TASK BRIEF: Starting with the line that contains "Indicate one point per instance of the mowed", reproduce each line through the end of the entries exactly as written.

Entries from a pointing dataset:
>> Begin

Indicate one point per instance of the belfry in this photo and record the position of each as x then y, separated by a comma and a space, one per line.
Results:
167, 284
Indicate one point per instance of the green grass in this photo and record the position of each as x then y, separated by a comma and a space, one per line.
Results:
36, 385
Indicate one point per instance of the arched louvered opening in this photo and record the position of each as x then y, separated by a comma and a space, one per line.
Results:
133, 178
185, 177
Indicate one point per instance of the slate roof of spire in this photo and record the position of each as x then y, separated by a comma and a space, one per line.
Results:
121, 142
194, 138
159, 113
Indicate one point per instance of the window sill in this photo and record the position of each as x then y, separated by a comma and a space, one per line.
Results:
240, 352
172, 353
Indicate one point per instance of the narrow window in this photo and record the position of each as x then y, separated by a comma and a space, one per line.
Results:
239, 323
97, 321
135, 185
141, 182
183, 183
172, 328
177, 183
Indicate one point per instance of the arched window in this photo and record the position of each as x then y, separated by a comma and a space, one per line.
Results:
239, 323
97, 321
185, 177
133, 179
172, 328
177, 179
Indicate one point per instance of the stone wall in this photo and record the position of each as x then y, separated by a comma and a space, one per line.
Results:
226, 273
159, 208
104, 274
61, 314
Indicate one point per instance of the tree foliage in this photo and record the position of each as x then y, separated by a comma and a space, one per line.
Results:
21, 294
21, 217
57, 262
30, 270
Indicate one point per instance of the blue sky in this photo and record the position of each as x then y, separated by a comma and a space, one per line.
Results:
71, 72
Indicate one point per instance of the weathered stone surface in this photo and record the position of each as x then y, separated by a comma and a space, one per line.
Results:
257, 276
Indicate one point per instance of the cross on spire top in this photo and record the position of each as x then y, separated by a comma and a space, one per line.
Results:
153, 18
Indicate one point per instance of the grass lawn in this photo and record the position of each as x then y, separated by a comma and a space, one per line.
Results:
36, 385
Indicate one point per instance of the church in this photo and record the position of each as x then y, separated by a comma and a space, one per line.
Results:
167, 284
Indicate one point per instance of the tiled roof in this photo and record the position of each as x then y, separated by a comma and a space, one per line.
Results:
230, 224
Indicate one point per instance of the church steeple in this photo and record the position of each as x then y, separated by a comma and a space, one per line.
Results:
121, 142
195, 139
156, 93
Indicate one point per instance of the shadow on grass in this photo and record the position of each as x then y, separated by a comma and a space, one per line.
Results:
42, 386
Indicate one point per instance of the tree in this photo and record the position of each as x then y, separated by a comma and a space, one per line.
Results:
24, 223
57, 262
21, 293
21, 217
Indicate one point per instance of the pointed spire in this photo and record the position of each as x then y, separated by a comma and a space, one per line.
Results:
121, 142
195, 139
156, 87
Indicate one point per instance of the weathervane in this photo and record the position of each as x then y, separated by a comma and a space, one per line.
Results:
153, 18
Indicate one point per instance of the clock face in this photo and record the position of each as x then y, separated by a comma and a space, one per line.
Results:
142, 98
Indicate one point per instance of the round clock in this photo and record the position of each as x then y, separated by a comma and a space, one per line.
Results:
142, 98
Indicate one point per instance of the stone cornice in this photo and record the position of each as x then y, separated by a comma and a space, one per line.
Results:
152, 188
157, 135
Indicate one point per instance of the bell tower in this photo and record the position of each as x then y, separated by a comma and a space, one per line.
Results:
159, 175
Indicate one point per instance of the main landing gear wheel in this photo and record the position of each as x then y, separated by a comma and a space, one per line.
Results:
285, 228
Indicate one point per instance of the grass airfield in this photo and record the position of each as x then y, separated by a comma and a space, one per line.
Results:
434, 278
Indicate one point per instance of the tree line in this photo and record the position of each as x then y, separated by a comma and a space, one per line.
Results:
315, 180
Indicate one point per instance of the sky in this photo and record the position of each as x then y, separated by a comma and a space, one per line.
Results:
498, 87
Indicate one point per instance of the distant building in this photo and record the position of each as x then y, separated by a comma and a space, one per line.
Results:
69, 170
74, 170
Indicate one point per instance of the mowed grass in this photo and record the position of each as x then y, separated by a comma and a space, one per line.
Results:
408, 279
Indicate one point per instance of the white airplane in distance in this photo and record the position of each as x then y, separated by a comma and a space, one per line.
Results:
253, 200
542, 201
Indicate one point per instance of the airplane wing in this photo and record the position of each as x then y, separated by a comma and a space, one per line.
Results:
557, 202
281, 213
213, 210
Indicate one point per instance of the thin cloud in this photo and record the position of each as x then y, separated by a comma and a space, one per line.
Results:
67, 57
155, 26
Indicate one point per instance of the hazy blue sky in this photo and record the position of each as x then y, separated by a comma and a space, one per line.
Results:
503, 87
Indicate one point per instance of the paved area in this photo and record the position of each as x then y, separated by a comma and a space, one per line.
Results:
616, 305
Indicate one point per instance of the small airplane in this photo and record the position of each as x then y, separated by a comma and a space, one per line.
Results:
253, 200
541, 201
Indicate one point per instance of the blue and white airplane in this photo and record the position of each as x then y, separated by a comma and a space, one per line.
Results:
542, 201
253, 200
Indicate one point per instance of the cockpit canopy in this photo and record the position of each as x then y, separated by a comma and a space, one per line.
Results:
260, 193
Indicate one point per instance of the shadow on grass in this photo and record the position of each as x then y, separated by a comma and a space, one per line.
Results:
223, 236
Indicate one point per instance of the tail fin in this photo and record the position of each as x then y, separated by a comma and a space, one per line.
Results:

>> End

ANSWER:
Indicate one point per instance of the mowed grass in this photo and record the position of each as x then y, separated by a comma and a space, one per line.
Results:
408, 279
Indicate one point per instance of the white airplane in distance in this photo and record the position of each as x then y, separated by a comma and a space, one per line.
Results:
253, 200
542, 201
Indicate one point per instance of the airplane wing in this photo and record the position of each as x then y, separated by a comma and a space, one per line.
Results:
557, 202
281, 213
213, 210
Indicate one point per instance of the thin cloud in this photo and record the position of each as x then y, separated by a comma and a space, one per line.
Results:
67, 57
155, 26
Indicate one point per instance of the hazy blue sky in this photo and record the position of each as x then y, separated by a comma and a space, one per line.
Results:
503, 87
Indicate one point per instance of the paved area in this photo and record the position of each as x then y, separated by a comma and a space, one per line.
Results:
616, 305
Indicate one point per instance of the small airplane in this photo and record the position of each as x then y, separated by a comma and a space, one per line.
Results:
253, 200
541, 201
Indicate one point per instance of the blue and white airplane in this photo and record the position of each as x then y, separated by a comma and a space, one per line.
Results:
542, 201
253, 200
Indicate one point per instance of the cockpit canopy in this photo and record the position of each as x then y, separated by a comma and a space, one per line.
Results:
260, 193
Indicate one point per instance of the shadow on grass in this photo and record the position of each as x then y, separated by a comma and a space, one per line.
Results:
223, 236
Indicate one point per instance of the tail fin in this photo and record the position of each as x then y, separated by a comma and a space, one per line.
Results:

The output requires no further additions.